§ Aim of the exercise:
Report how many lines in the entries below contain the string "bamboo", giving only the number. Case counts.

Collected data:
☆ ☆ ☆ ☆ ☆ ☆ ☆

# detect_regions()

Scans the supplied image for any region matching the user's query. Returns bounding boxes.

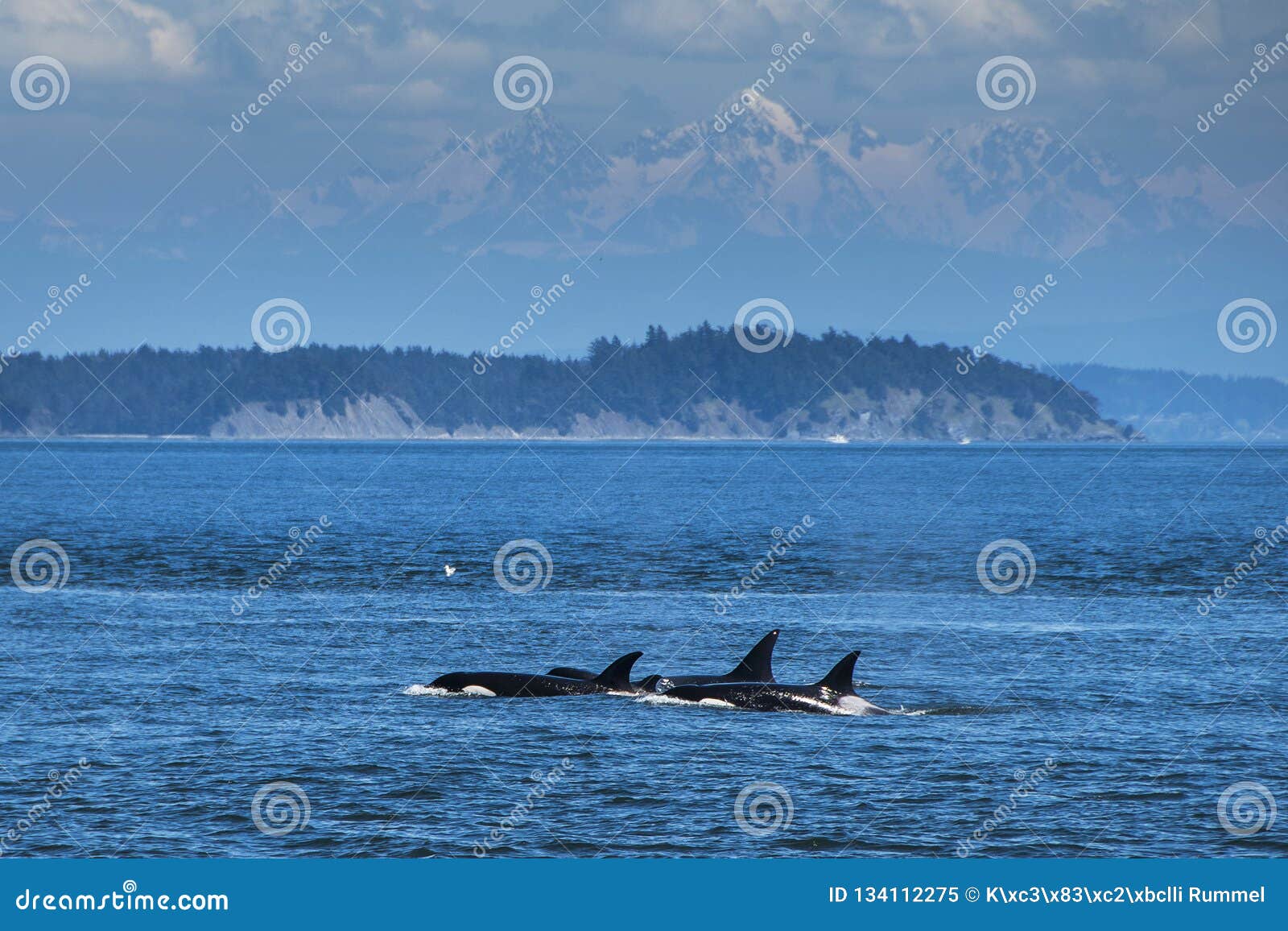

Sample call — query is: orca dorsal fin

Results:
[594,650,644,691]
[814,650,859,695]
[729,631,778,682]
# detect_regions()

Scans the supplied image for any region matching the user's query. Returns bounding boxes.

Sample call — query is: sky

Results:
[0,0,1288,375]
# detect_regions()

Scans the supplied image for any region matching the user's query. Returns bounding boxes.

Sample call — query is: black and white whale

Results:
[666,650,890,714]
[429,652,644,697]
[546,631,778,693]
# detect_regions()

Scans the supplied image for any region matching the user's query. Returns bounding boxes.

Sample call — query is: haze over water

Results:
[0,441,1288,856]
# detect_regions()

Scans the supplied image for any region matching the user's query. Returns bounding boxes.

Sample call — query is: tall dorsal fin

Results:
[729,631,778,682]
[814,650,859,695]
[594,650,644,691]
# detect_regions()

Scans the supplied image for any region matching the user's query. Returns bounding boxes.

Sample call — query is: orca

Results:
[429,652,644,697]
[546,631,778,693]
[666,650,890,714]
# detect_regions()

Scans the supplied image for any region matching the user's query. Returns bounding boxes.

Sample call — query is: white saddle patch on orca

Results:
[698,699,738,708]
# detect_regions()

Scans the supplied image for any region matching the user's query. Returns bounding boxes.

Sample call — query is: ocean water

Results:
[0,441,1288,856]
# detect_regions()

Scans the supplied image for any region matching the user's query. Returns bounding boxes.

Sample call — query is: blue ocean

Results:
[0,440,1288,858]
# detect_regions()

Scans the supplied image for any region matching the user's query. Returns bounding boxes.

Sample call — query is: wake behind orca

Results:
[546,631,778,693]
[429,652,644,697]
[665,650,893,714]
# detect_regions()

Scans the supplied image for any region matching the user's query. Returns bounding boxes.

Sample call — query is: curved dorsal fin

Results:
[814,650,859,695]
[729,631,778,682]
[594,650,644,691]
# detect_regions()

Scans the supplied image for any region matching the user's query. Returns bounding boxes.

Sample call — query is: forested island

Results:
[0,324,1131,442]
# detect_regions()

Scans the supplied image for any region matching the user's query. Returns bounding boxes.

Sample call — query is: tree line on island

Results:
[0,322,1113,438]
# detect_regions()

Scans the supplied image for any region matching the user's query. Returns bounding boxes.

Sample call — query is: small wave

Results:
[403,685,473,697]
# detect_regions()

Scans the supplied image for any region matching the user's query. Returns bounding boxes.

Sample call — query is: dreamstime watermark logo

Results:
[975,538,1038,594]
[1216,781,1279,837]
[0,757,89,856]
[975,56,1038,111]
[0,275,93,374]
[733,783,796,837]
[1194,517,1288,618]
[228,30,331,133]
[250,781,313,837]
[9,56,72,110]
[712,32,814,133]
[733,298,796,352]
[953,275,1060,375]
[1194,35,1288,133]
[492,56,555,111]
[472,273,577,375]
[473,757,572,856]
[250,298,313,352]
[957,757,1056,856]
[230,515,331,618]
[492,538,555,594]
[707,515,814,615]
[9,536,72,594]
[1216,298,1278,352]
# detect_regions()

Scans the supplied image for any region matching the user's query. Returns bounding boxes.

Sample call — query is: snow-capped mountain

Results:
[329,98,1245,258]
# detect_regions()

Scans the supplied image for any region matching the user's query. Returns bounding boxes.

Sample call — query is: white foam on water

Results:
[403,685,452,697]
[403,685,496,697]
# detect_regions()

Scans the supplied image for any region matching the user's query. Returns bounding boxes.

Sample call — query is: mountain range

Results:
[319,97,1257,258]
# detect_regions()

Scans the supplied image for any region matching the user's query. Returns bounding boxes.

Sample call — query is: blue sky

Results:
[0,0,1288,374]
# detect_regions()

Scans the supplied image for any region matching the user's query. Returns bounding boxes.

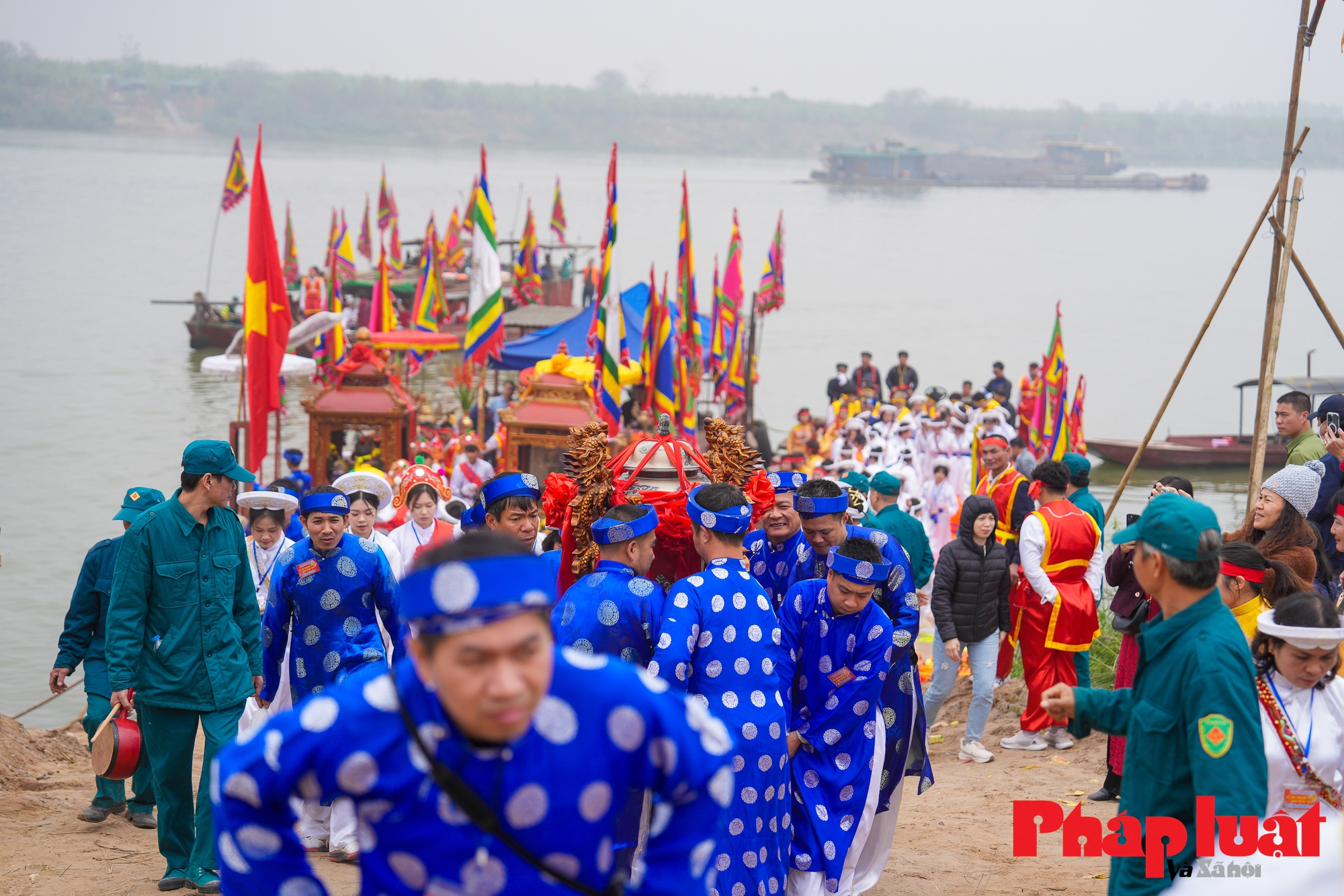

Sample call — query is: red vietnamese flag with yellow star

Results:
[243,125,292,472]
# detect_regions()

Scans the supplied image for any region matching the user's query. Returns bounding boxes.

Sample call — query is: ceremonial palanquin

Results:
[542,414,774,594]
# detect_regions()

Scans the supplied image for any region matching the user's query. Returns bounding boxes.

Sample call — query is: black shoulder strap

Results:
[396,693,625,896]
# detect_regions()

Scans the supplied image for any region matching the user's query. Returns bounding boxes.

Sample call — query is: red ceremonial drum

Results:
[91,703,141,780]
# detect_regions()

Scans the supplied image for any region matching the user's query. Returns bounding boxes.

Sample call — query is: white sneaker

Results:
[1046,725,1074,750]
[957,737,995,762]
[999,731,1050,750]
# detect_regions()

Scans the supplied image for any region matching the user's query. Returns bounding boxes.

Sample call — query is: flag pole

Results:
[206,203,224,302]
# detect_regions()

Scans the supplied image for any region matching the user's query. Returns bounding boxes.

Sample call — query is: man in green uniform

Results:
[862,470,933,591]
[106,439,262,893]
[47,485,164,827]
[1040,493,1269,896]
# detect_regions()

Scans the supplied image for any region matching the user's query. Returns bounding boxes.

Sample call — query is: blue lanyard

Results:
[253,535,285,587]
[1265,673,1316,759]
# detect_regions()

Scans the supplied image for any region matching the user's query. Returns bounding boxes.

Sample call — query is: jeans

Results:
[925,627,999,740]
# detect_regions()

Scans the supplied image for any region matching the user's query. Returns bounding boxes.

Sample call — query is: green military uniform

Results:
[51,486,164,826]
[106,441,262,892]
[860,472,933,588]
[1074,494,1269,896]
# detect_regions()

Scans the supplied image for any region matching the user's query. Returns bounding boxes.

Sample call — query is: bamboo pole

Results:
[1246,177,1306,513]
[1269,218,1344,348]
[1253,0,1312,473]
[1103,135,1312,523]
[9,676,83,719]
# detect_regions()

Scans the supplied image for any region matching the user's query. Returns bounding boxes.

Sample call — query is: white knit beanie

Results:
[1265,461,1325,517]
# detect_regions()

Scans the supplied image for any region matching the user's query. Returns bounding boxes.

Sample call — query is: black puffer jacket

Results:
[930,494,1012,643]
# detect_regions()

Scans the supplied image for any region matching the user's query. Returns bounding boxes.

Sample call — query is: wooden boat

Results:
[1087,373,1344,469]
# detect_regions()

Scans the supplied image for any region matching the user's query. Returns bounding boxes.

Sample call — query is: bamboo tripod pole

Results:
[1247,0,1312,501]
[1103,128,1312,523]
[1246,177,1305,513]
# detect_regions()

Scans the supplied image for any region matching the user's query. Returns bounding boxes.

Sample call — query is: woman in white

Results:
[1179,591,1344,895]
[238,490,298,610]
[332,470,405,580]
[387,463,453,575]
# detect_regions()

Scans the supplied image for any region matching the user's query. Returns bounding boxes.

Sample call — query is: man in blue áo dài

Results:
[212,532,737,896]
[780,537,895,896]
[47,485,164,829]
[793,480,933,893]
[742,472,808,610]
[649,482,789,896]
[477,473,560,579]
[551,504,664,666]
[258,485,396,861]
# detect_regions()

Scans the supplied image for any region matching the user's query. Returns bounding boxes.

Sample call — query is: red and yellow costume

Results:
[1012,500,1101,731]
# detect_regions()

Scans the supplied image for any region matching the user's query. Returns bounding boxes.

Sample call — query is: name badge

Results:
[827,666,853,688]
[1284,786,1321,809]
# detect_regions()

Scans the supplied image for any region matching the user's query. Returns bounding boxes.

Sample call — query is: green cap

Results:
[868,470,900,494]
[1110,492,1219,560]
[181,439,257,482]
[112,485,164,523]
[1059,451,1091,476]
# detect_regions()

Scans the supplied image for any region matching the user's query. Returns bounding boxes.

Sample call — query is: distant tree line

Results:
[0,42,1344,167]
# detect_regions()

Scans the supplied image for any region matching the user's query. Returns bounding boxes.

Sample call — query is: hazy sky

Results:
[0,0,1344,109]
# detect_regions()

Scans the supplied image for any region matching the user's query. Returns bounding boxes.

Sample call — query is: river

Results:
[0,130,1344,725]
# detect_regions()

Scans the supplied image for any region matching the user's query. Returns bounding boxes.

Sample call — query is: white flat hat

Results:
[1255,610,1344,650]
[238,489,298,510]
[332,470,392,510]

☆ ☆ ☆ ☆ ☆ ☆ ☆

§ Result for this task:
2